(Exercise instructions): Give the data back exactly. Leave out any images.

(Source material):
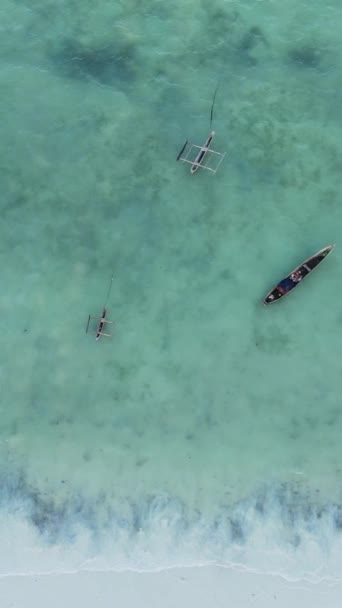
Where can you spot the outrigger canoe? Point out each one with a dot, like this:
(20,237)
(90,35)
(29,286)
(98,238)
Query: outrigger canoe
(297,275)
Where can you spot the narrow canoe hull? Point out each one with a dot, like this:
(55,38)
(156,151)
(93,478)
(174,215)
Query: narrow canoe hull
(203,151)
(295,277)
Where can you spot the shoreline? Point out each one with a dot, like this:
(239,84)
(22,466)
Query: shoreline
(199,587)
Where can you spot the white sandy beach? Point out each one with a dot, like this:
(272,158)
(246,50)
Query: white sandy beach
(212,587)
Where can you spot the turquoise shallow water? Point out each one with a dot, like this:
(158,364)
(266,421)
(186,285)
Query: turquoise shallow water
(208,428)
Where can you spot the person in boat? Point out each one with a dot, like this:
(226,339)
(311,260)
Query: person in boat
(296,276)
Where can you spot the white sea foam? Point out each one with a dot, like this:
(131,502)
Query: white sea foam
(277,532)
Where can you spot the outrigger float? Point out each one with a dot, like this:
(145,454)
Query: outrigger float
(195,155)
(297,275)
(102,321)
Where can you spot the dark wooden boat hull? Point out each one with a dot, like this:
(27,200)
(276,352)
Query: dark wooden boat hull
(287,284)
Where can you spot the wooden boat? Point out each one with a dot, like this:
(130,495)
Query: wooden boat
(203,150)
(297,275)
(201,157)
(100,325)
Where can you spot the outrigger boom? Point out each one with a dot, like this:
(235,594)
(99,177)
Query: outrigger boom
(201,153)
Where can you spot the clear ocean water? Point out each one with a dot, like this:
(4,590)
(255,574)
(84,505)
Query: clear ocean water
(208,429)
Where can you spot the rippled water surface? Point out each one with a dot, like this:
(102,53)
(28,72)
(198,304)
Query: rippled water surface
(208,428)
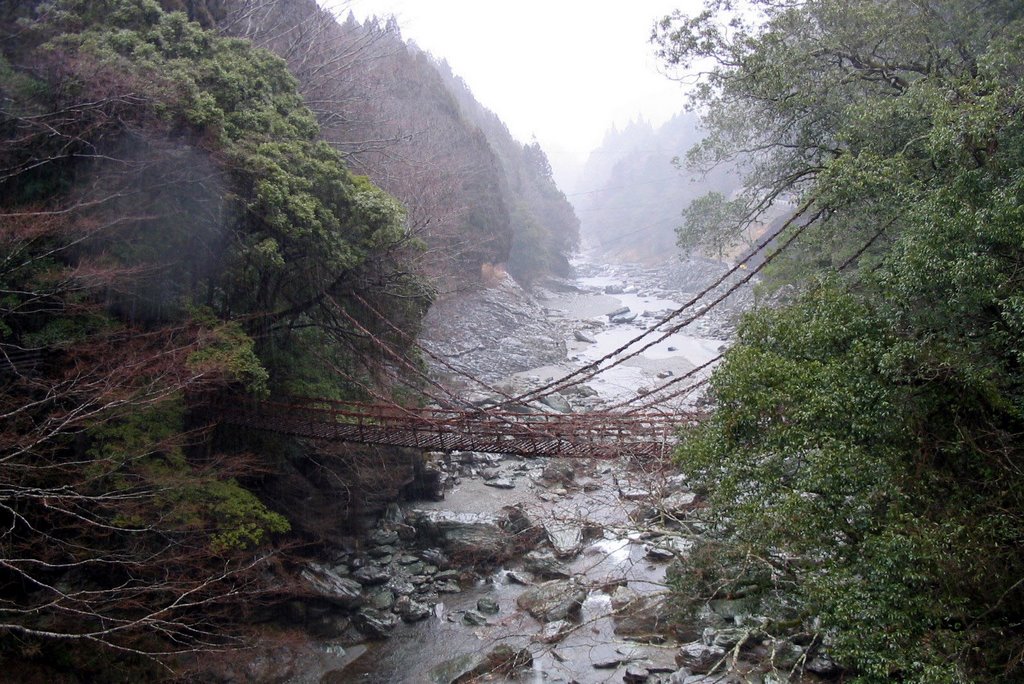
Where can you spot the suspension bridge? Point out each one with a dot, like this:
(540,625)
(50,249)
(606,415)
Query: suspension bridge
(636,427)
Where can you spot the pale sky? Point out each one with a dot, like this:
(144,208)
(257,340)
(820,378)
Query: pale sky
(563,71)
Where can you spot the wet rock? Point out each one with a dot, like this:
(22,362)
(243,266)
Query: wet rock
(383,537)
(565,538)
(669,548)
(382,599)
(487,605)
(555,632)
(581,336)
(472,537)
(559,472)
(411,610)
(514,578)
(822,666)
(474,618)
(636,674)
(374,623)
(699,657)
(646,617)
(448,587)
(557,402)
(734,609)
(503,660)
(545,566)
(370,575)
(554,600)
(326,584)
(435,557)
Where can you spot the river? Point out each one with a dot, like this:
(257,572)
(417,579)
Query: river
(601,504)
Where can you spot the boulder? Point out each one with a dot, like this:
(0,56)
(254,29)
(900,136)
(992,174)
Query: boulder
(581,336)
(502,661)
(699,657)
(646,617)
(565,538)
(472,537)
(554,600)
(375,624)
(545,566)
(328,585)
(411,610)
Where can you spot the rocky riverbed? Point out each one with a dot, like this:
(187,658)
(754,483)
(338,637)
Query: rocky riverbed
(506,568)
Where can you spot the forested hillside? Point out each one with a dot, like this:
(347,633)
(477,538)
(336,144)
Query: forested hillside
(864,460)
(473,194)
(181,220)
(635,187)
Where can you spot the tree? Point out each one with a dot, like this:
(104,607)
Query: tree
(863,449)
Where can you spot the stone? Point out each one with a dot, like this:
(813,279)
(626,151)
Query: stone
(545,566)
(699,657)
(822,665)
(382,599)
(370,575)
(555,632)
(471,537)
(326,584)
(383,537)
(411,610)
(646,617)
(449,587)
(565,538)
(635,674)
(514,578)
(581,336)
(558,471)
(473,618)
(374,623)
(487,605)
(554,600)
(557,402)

(Answer for this exercise):
Where can you spot the outrigger canoe? Point out each one with a dot, like this:
(20,237)
(90,35)
(29,286)
(98,238)
Query: outrigger canoe
(297,275)
Where can you spot the narrow canoe hull? Point out each one with a dot, like this:
(55,38)
(156,151)
(93,478)
(174,215)
Query: narrow canoe hull
(203,151)
(295,277)
Where can you spot the shoreline? Point out each one with a dot, like this:
(239,84)
(22,466)
Query: shoreline
(199,587)
Where can you spot the white sandy beach? Point out each one with a dot, like this:
(272,158)
(246,50)
Query: white sandy beach
(212,587)
Where can you spot the turquoise shallow water? Point out each one with a dot, like this:
(158,364)
(266,421)
(186,285)
Query: turquoise shallow water
(208,428)
Where can you spot the person in boat? Point out each one with a dot, like this:
(226,339)
(311,260)
Query: person in boat
(296,276)
Where can you spot the white sea foam? Point out each one with a dot, like this:
(131,502)
Query: white sea foam
(277,532)
Where can you spot the outrigger float? Point out each one with a dot, like this:
(145,454)
Query: outrigger float
(195,155)
(297,275)
(102,321)
Where can you spot the dark wooden boat hull? Point out each one with a dot, like this:
(27,200)
(276,352)
Query: dark wooden boat hull
(287,284)
Where can you spot the wooden boat? Point out each one with a dot, like this:
(130,495)
Query: wooden boat
(203,150)
(297,275)
(201,157)
(100,325)
Where can you spot the outrigger boom? Point out each one with a dot, like this:
(235,594)
(99,177)
Query: outrigger boom
(201,153)
Where can you spot the clear ocean water? Point out each one with a dot, like this:
(4,590)
(255,574)
(84,505)
Query: clear ocean water
(208,429)
Where can you spot the rippled water surface? Point out each one with a dot, like this:
(102,53)
(28,72)
(198,304)
Query: rippled water surface
(208,428)
Where can you spot the suspension bridge? Point out each one with a dot, like this:
(540,625)
(50,249)
(606,415)
Query: suspension bridge
(636,427)
Where can you spot the pale sky? Point out each one with a dot, like this:
(144,208)
(257,340)
(820,378)
Query: pale sky
(563,71)
Where can you spot the wet rock? Point out each one with a dot, like this:
(22,362)
(243,266)
Query: wet rock
(383,537)
(565,538)
(669,548)
(382,599)
(487,605)
(555,632)
(581,336)
(472,537)
(559,472)
(411,610)
(514,578)
(822,666)
(474,618)
(636,674)
(374,623)
(699,657)
(646,617)
(448,587)
(557,402)
(734,609)
(503,660)
(545,566)
(370,575)
(554,600)
(326,584)
(435,557)
Where can you spot the river? Point out each one with a dot, like this:
(257,572)
(417,579)
Query: river
(601,504)
Where can you spot the boulder? Point out each one with a dot, like this:
(0,56)
(254,29)
(900,136)
(992,174)
Query: boulder
(581,336)
(502,661)
(699,657)
(646,617)
(565,538)
(472,537)
(554,600)
(375,624)
(545,566)
(328,585)
(411,610)
Where can you spot the rocky riverbed? Point out each one with a dot, like this:
(187,658)
(754,483)
(338,637)
Query: rocky riverbed
(506,568)
Where can you spot the forested hillside? Point out each one with a dot, like this:
(347,633)
(477,538)
(336,144)
Query: forested hillside
(864,460)
(473,194)
(181,220)
(635,187)
Where can you spot the tree? Point out each one with a dot, like this:
(104,607)
Query: tree
(863,449)
Where can you spot the stone? Point out each one with a dot, like this:
(813,279)
(626,151)
Query: stone
(545,566)
(699,657)
(822,665)
(382,599)
(370,575)
(555,632)
(471,537)
(326,584)
(383,537)
(411,610)
(646,617)
(449,587)
(565,538)
(635,674)
(514,578)
(581,336)
(558,471)
(473,618)
(374,623)
(487,605)
(554,600)
(557,402)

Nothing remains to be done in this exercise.